──────── PASSAGE SHOWN ────────
Monday, December 04, 2006

THOMAS B. EDSALL: Risk and Reward

The G.O.P. is the party of risk, aggression, military assertion and dominance — an approach that led to the implosion in Iraq and the Republicans’ defeat in November. Now the Democrats have a chance to demonstrate a core difference in how the two parties calculate and manage risk.

In “Fiasco,” Thomas Ricks describes the results of the Republican approach: “Bush’s decision to invade Iraq … ultimately may come to be seen as one of the most profligate actions in the history of American foreign policy. … The U.S.-led invasion was launched recklessly, with a flawed plan for war and a worse approach to occupation.”

While inflicting destruction on the Iraqis, Bush multiplied America’s enemies and endangered this nation’s military, economic health and international stature. Courting risk without managing it, Bush repeatedly and remorselessly failed to accurately evaluate the consequences of his actions.

The embroilment in Iraq is not an aberration. It stems from core party principles equally evident on the domestic front. For a quarter-century, the Republican temper — its reckless drive to jettison the social safety net; its support of violence in law enforcement and in national defense; its advocacy of regressive taxation, environmental hazard and pro-business deregulation; its ‘remoralizing’ of the pursuit of wealth — has been judged by many voters as essential to America’s position in the world, producing more benefit than cost.

While some Republican long shots have paid off handsomely (the Reagan administration’s accelerated arms race arguably drove the former Soviet Union into bankruptcy), now the dice are turning up snake eyes. In November, voters concluded that the Bush administration had run one risk too many. After 40 years of ascendancy, the G.O.P. has provided Democrats with an opening. Will the Democratic Party, often insufficiently authoritative and bold, manage risk better? Democrats arguably suffer from their own impaired judgment: utopian faith in the power of negotiation and compromise — naïve, perhaps, in a world where the threat of bloodshed is endemic.

In this election campaign, the Democratic leadership offered pallid, nonspecific policy initiatives — in the House, a “bipartisan solution to strengthen Social Security,” and in the Senate, a call to “work together to strengthen Social Security and Medicare.”

Nonetheless, buried in a morass of campaign-season evasion were the outlines of a potentially salable political program. Representative Rahm Emanuel, the Democratic Caucus chairman, pointed out that 16 of the seats the party won in November were suburban or exurban. He contended that the election marked the emergence of a new “metropolitan” populism, “a revolt of the center against the Rovian model of polarization politics.” In Emanuel’s view, “Prescription drugs, gas prices and economic populism are no longer associated with blue-collar downscale voters. Office park workers can be just as populist as industrial workers — they are struggling under rising college and health care costs too. They resent giveaways to H.M.O.s; they don’t want subsidies to oil companies when oil is 68 bucks a barrel. We are going to deal with the oil royalty issue, and we can cut the interest rates for student loans.”
────────
PROBLEMS TO WORK ON
a - Reproduce the Risk and Reward column word for word, starting at "While some Republican" and ending at "bloodshed is endemic.".
b - According to the Risk and Reward column, how many of the seats the Democrats won in November were suburban or exurban, as Rahm Emanuel pointed out?
Rely on the Risk and Reward column alone.
──────── DATA TO EXAMINE ────────
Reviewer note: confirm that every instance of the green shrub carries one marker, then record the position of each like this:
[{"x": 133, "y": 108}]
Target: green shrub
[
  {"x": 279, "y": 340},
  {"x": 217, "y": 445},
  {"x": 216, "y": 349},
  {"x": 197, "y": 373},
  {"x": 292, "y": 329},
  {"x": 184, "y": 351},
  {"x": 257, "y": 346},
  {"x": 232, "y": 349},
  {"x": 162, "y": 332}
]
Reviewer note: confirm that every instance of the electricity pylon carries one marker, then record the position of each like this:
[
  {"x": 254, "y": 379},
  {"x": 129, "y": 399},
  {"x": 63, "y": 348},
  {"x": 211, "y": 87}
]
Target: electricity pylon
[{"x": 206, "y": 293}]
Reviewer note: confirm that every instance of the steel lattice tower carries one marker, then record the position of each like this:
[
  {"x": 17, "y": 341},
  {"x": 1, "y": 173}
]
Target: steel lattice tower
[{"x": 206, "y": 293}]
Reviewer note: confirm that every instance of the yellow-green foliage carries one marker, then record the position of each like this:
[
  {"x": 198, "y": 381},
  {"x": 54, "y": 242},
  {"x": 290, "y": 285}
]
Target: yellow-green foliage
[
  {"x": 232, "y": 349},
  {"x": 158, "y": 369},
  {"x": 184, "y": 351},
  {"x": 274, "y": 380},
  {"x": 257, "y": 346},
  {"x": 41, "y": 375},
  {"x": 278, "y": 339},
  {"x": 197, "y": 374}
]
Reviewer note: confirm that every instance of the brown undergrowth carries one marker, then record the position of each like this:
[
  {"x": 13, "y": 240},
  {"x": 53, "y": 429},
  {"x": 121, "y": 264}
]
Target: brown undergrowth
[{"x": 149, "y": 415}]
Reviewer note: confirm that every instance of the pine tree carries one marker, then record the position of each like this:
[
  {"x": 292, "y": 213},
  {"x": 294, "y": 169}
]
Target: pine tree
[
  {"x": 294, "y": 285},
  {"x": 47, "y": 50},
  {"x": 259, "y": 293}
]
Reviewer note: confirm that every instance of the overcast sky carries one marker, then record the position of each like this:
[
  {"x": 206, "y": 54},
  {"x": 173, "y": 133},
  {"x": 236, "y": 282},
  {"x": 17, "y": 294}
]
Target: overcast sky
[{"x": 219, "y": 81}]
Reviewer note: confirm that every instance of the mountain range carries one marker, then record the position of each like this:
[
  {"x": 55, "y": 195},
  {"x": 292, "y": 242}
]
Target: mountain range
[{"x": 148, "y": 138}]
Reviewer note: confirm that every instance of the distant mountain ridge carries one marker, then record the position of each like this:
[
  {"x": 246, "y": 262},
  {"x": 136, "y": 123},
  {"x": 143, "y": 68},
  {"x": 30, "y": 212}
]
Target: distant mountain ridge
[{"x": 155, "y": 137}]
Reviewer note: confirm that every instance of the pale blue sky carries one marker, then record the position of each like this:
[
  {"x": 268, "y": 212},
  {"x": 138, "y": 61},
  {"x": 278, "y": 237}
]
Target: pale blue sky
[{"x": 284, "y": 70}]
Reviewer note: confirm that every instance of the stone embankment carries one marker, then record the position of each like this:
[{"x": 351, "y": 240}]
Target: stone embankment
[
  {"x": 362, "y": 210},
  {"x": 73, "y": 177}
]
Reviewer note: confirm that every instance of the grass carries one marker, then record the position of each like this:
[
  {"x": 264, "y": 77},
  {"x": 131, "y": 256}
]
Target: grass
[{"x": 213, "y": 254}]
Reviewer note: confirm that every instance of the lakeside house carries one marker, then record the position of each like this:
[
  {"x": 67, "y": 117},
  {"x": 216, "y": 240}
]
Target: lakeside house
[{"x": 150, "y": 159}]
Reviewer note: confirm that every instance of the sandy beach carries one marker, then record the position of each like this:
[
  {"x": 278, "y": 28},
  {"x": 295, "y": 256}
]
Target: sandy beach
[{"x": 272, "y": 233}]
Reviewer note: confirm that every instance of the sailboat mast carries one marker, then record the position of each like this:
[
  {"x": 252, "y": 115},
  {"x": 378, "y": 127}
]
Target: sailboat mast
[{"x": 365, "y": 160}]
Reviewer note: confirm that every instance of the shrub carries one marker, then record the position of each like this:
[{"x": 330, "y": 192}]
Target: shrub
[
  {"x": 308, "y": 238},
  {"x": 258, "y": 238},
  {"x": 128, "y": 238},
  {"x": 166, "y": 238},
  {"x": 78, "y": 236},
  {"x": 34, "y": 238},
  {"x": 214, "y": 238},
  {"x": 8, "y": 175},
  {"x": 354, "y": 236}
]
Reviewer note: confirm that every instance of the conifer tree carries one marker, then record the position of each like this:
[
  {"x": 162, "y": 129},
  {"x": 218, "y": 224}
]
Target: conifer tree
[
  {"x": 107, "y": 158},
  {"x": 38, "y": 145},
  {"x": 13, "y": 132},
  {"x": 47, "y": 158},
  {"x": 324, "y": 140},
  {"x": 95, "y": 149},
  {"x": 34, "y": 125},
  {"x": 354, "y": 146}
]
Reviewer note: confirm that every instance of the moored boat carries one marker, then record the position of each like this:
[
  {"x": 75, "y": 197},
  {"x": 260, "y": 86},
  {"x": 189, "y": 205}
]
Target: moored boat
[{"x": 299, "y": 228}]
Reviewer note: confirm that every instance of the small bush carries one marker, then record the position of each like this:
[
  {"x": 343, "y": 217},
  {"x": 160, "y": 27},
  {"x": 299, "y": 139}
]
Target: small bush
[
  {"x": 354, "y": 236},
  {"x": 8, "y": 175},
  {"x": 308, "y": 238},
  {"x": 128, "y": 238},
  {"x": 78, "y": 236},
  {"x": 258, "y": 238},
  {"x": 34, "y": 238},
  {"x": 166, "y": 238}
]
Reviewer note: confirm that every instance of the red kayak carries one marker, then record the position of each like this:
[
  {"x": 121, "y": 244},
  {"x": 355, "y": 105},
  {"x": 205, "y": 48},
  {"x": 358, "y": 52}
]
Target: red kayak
────────
TASK RESPONSES
a -
While some Republican long shots have paid off handsomely (the Reagan administration’s accelerated arms race arguably drove the former Soviet Union into bankruptcy), now the dice are turning up snake eyes. In November, voters concluded that the Bush administration had run one risk too many. After 40 years of ascendancy, the G.O.P. has provided Democrats with an opening. Will the Democratic Party, often insufficiently authoritative and bold, manage risk better? Democrats arguably suffer from their own impaired judgment: utopian faith in the power of negotiation and compromise — naïve, perhaps, in a world where the threat of bloodshed is endemic.

b - 16